■ Task goal:
Copy out the passage on the Justinianic Plague word for word, in full.

(Beginning of Passage)

The Justinianic Plague spread through west Eurasia between the 6th and 8th centuries CE, signifying the first known outbreak of bubonic plague in this part of the world.
According to a new analysis of ancient texts and genetic data, its impact was much more severe than some recent studies have suggested.
Certain scholars think this 'first pandemic' may have killed up to half the population of the Mediterranean region at the time, helping to bring down the Roman Empire.
Meanwhile, other historians argue the consequences were far less significant, and suggest the outbreak might not have had any more impact than the flu does in modern society today.
Which brings us to this latest study. Historian Peter Sarris from the University of Cambridge says historians and archeologists need to work together with geneticists and environmental scientists to fully understand the scope and scale of ancient disease outbreaks – including, in this particular example, the arrival of the bubonic plague.
"Some historians remain deeply hostile to regarding external factors such as disease as having a major impact on the development of human society, and 'plague skepticism' has had a lot of attention in recent years," Sarris says.
Sarris points to a number of clues that show the devastating impact of the Justinianic Plague, including a flurry of crisis measure legislation passed between the years 542 and 545 CE as the population dropped, followed by a reduction in law making as the pandemic fully took hold.

(End of Passage)
(Beginning of Listed entries)

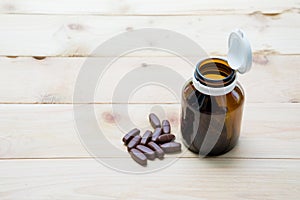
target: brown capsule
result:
[129,149,147,166]
[157,134,176,144]
[140,130,152,145]
[160,142,181,153]
[136,145,155,160]
[151,128,162,142]
[148,142,165,159]
[161,120,171,134]
[127,135,142,151]
[149,113,161,128]
[122,128,140,144]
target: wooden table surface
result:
[0,0,300,200]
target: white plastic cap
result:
[227,30,252,74]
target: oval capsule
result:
[161,120,171,134]
[129,149,147,166]
[149,113,161,128]
[135,145,155,160]
[127,135,142,151]
[148,142,165,159]
[157,134,176,144]
[140,130,152,145]
[122,128,140,144]
[151,128,162,142]
[160,142,181,153]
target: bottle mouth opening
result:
[194,58,236,87]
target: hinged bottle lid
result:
[227,30,252,74]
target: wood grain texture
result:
[0,0,300,15]
[0,158,300,200]
[0,12,300,56]
[0,55,300,104]
[0,104,300,159]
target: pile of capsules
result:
[123,113,181,166]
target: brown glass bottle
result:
[181,58,244,156]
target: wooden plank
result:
[0,103,300,159]
[0,12,300,56]
[0,0,299,15]
[0,55,300,104]
[0,158,300,200]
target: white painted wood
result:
[0,55,300,103]
[0,12,300,56]
[0,104,300,159]
[0,158,300,200]
[0,0,299,15]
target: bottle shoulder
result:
[182,79,245,110]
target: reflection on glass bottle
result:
[181,58,244,156]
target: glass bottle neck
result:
[193,58,236,96]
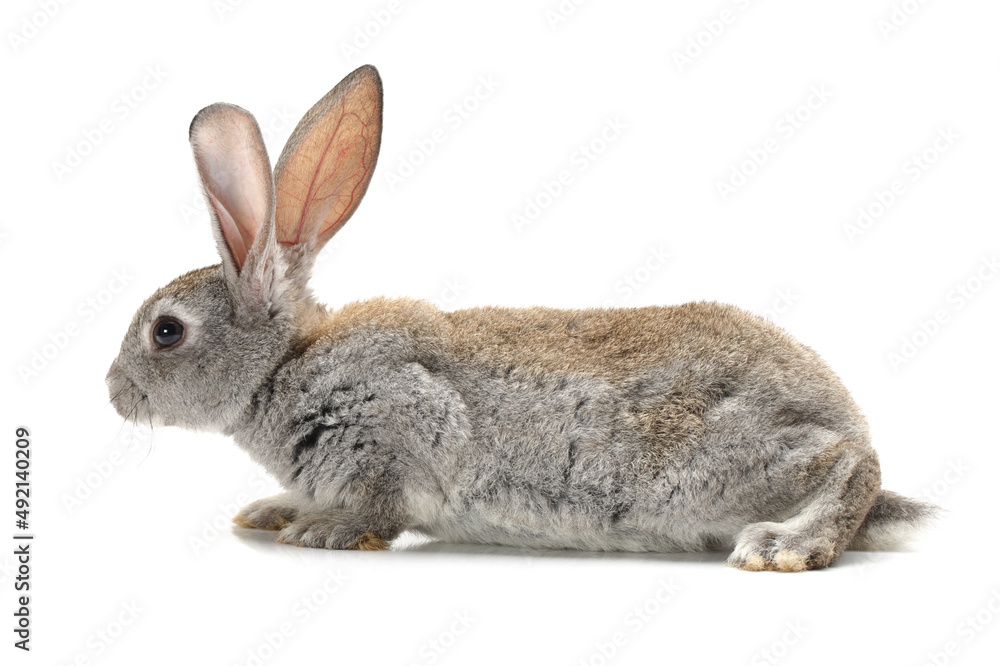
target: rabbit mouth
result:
[105,363,157,425]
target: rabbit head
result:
[107,66,382,432]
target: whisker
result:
[104,384,128,407]
[136,397,155,467]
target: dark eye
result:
[153,317,184,349]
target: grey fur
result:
[108,65,936,571]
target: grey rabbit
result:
[107,66,938,571]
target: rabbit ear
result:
[274,65,382,258]
[190,104,274,274]
[190,104,284,316]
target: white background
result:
[0,0,1000,666]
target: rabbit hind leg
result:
[728,441,881,571]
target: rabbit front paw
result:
[278,512,389,550]
[233,493,301,530]
[727,523,836,571]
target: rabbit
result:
[107,65,938,571]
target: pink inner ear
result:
[192,106,272,269]
[275,67,382,252]
[209,192,254,268]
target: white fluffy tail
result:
[848,490,942,550]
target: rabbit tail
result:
[848,490,943,550]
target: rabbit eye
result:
[153,317,184,349]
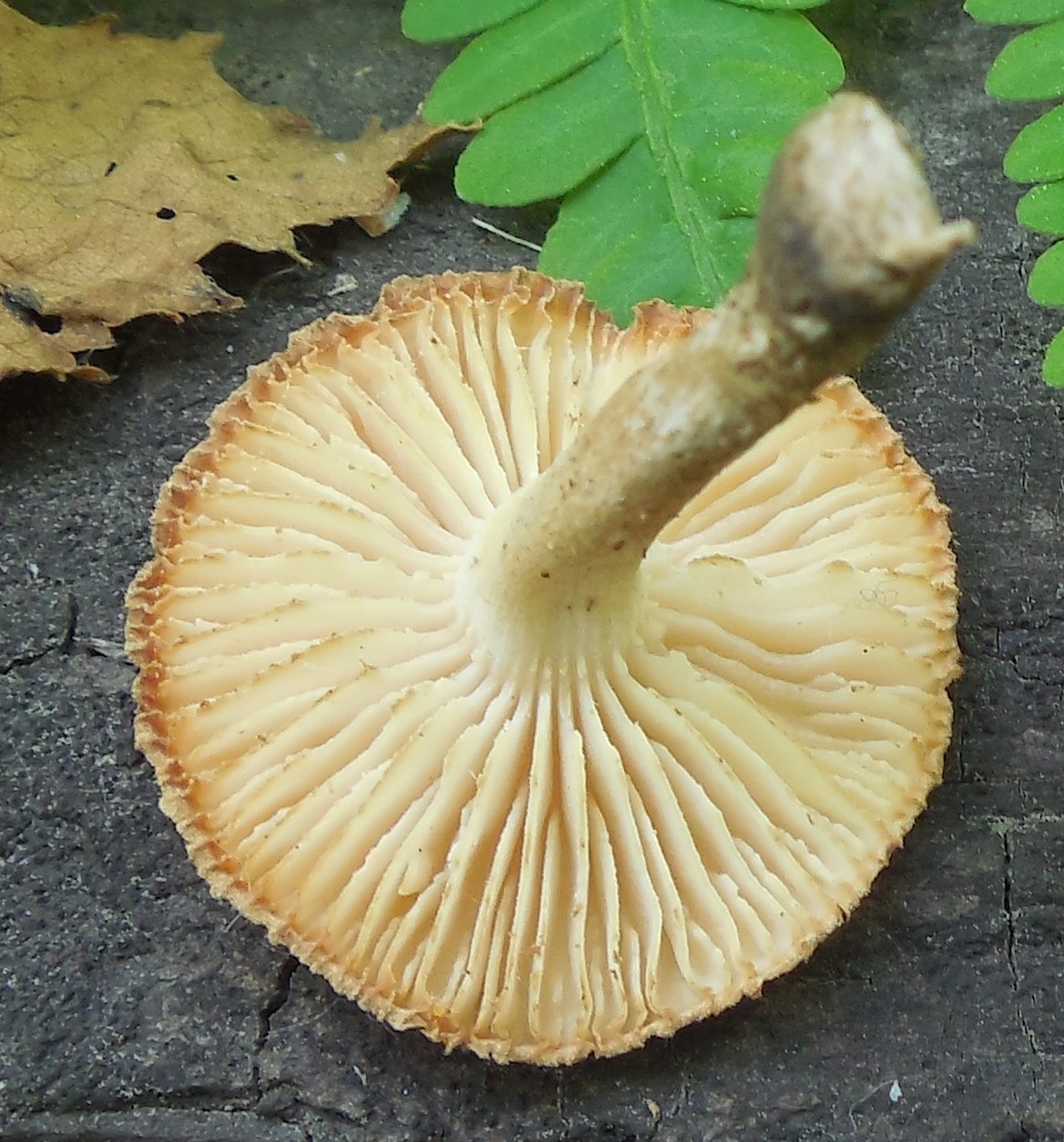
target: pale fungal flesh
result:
[130,264,957,1063]
[128,93,962,1065]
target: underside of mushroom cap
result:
[128,270,959,1065]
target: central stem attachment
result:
[471,95,973,667]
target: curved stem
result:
[480,95,973,653]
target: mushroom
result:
[128,95,970,1065]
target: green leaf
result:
[987,19,1064,99]
[1016,181,1064,230]
[455,46,641,206]
[965,0,1064,24]
[729,0,827,12]
[403,0,538,44]
[1042,331,1064,388]
[1028,242,1064,305]
[423,0,620,123]
[1005,107,1064,183]
[965,0,1064,387]
[408,0,844,320]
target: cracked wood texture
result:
[0,0,1064,1142]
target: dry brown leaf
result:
[0,4,450,381]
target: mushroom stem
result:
[466,95,974,658]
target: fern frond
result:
[404,0,844,320]
[965,0,1064,387]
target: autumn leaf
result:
[0,4,444,381]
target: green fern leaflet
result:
[403,0,844,320]
[965,0,1064,387]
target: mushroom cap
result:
[128,270,959,1065]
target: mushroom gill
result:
[128,97,973,1065]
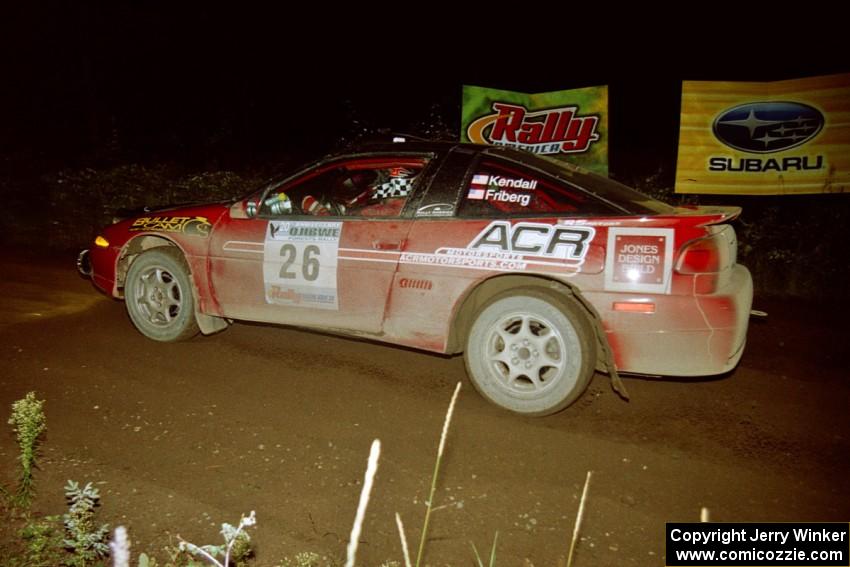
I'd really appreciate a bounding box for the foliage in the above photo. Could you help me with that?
[18,516,64,567]
[63,480,109,567]
[9,392,47,508]
[179,511,257,567]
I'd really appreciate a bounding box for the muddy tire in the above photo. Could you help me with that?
[124,247,199,342]
[465,290,596,416]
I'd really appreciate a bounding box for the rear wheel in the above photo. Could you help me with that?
[465,290,596,415]
[124,247,199,342]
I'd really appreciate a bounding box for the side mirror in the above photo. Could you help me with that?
[230,199,257,219]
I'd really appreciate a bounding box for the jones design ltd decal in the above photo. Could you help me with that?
[605,227,674,293]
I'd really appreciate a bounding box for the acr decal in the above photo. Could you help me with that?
[468,221,596,263]
[605,227,674,293]
[416,203,454,217]
[398,278,434,291]
[399,221,596,273]
[466,102,599,154]
[263,221,342,309]
[128,217,212,237]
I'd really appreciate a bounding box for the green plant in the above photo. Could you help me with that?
[63,480,109,567]
[18,516,64,567]
[9,392,47,508]
[178,510,257,567]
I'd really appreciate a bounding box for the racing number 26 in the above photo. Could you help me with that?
[280,244,320,282]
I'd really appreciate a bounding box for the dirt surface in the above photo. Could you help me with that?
[0,257,850,567]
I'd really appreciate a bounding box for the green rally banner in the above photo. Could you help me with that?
[460,85,608,175]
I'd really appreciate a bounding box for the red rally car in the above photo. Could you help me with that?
[80,142,753,415]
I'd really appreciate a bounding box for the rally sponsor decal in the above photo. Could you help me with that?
[398,278,434,291]
[399,221,596,273]
[129,217,212,237]
[263,221,342,309]
[460,85,608,174]
[605,227,674,293]
[466,102,599,154]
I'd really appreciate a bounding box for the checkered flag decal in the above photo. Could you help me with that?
[372,177,413,199]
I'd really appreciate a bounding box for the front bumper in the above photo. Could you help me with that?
[77,248,91,277]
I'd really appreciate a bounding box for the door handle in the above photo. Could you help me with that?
[372,240,404,250]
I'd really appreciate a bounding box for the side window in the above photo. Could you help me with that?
[458,160,614,217]
[260,156,428,217]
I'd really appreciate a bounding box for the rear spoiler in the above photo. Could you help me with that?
[664,205,741,226]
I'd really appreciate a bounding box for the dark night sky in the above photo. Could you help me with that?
[0,2,850,178]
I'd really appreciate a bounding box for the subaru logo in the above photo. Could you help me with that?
[711,102,824,154]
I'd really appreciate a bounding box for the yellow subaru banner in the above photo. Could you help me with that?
[676,74,850,195]
[460,85,608,174]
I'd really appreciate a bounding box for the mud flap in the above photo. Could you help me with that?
[570,290,630,401]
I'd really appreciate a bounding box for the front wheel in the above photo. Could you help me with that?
[465,290,596,416]
[124,247,199,342]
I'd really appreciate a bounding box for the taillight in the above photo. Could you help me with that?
[676,235,722,295]
[676,236,720,274]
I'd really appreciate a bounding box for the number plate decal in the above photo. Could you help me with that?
[263,221,342,309]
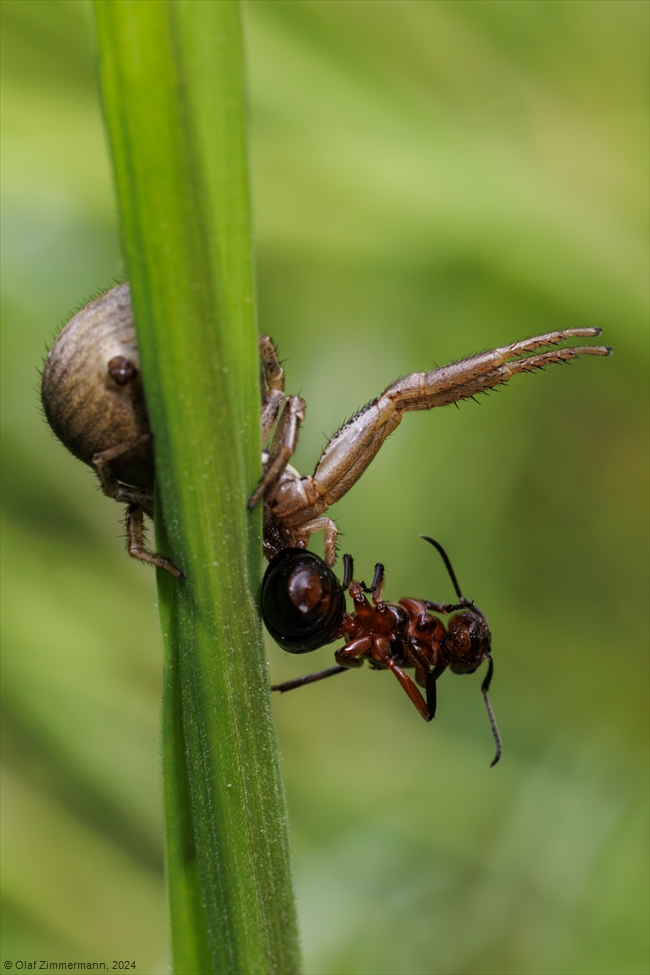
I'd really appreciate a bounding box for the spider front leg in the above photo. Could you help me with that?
[260,335,284,447]
[276,328,611,525]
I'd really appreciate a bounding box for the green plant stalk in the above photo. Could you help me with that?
[95,0,299,975]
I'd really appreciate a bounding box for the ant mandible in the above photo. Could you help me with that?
[262,535,501,765]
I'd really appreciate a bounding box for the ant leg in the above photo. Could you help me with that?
[334,636,372,667]
[425,670,438,718]
[126,504,185,579]
[248,396,305,511]
[385,657,435,721]
[481,657,502,768]
[341,555,354,592]
[271,667,350,694]
[92,433,153,518]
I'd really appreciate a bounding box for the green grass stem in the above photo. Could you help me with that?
[95,0,299,975]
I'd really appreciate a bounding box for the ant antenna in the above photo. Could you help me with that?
[420,535,467,605]
[481,657,501,768]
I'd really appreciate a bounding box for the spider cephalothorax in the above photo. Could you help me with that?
[41,284,611,576]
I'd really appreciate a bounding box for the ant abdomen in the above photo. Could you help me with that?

(End of Listed entries)

■ Result of the task:
The Justinianic Plague spread through west Eurasia between the 6th and 8th centuries CE, signifying the first known outbreak of bubonic plague in this part of the world.
According to a new analysis of ancient texts and genetic data, its impact was much more severe than some recent studies have suggested.
Certain scholars think this 'first pandemic' may have killed up to half the population of the Mediterranean region at the time, helping to bring down the Roman Empire.
Meanwhile, other historians argue the consequences were far less significant, and suggest the outbreak might not have had any more impact than the flu does in modern society today.
Which brings us to this latest study. Historian Peter Sarris from the University of Cambridge says historians and archeologists need to work together with geneticists and environmental scientists to fully understand the scope and scale of ancient disease outbreaks – including, in this particular example, the arrival of the bubonic plague.
"Some historians remain deeply hostile to regarding external factors such as disease as having a major impact on the development of human society, and 'plague skepticism' has had a lot of attention in recent years," Sarris says.
Sarris points to a number of clues that show the devastating impact of the Justinianic Plague, including a flurry of crisis measure legislation passed between the years 542 and 545 CE as the population dropped, followed by a reduction in law making as the pandemic fully took hold.